*Aim A*:
In the entries, from their beginning through the line containing "134], [196, 134]]", rename "woman's hand" as "left hand" and give those lines again with nothing else changed.

+++++

Sigh. Norvig has a posse, but I thought it had to be said.

    >>> import this
   ...
   "Readability matters"
   ...
   "Sparse is better than dense"
   ...
   "If the implementation is hard to explain, it's a bad idea"

magicalist12y ago

First, it is explained in the text above it.

Second, seriously?

A line of code that isn't as clear as it could be in an ipython notebook he probably dashed off in an hour is somehow a reflection on his generosity of spirit? I think you need to recheck your expectations.

1 more reply

fwenzel12y ago· 4 in thread

I am not sure why Norvig omits president Obama. That said, "[mtg]a" does match him, so at least Munroe tries.

lazerwalker12y ago

From the article: "I started by finding a page that lists winners and losers of US presidential elections through 2004."

sgustard12y ago

Given that, an interesting variation of the problem is: what's the easiest way to transform an expression to incorporate new data? After the next election, one can toss away the result and re-generate a new one from scratch. But is there an easier way to absorb additional terms, both inclusions and exclusions?

+++++

*Aim B*:
List every username in the thread above that has a posting age beside it.

*The records*:
+++++

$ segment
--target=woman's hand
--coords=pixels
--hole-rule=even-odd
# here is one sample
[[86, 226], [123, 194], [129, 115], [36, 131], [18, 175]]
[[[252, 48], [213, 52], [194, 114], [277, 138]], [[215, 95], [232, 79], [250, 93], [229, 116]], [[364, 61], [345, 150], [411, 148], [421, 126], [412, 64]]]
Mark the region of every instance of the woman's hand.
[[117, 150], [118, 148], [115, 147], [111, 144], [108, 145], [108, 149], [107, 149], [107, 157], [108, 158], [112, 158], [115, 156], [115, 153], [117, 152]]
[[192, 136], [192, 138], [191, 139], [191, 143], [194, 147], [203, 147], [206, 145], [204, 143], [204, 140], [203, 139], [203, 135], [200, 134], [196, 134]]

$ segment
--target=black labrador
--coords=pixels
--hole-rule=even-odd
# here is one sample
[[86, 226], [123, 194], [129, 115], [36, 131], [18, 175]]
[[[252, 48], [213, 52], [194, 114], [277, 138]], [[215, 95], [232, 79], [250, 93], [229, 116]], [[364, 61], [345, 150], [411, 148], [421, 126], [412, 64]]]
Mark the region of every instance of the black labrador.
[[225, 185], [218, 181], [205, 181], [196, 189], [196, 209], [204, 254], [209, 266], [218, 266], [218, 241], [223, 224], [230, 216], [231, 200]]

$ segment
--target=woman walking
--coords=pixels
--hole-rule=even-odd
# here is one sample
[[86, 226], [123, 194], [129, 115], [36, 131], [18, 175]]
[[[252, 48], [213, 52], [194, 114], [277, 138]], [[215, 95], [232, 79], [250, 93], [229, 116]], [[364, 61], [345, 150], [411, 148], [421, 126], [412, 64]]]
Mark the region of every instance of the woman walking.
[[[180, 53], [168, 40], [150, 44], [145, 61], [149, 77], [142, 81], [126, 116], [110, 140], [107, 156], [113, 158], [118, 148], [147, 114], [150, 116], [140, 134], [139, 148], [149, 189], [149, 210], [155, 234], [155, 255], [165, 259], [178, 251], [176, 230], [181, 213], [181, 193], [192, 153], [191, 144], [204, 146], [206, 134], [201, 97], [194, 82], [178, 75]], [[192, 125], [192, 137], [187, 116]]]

+++++

*Correct output A*:
$ segment
--target=left hand
--coords=pixels
--hole-rule=even-odd
# here is one sample
[[86, 226], [123, 194], [129, 115], [36, 131], [18, 175]]
[[[252, 48], [213, 52], [194, 114], [277, 138]], [[215, 95], [232, 79], [250, 93], [229, 116]], [[364, 61], [345, 150], [411, 148], [421, 126], [412, 64]]]
Mark the region of every instance of the left hand.
[[117, 150], [118, 148], [115, 147], [111, 144], [108, 145], [108, 149], [107, 149], [107, 157], [108, 158], [112, 158], [115, 156], [115, 153], [117, 152]]
[[192, 136], [192, 138], [191, 139], [191, 143], [194, 147], [203, 147], [206, 145], [204, 143], [204, 140], [203, 139], [203, 135], [200, 134], [196, 134]]

*Correct output B*:
magicalist
fwenzel
lazerwalker
sgustard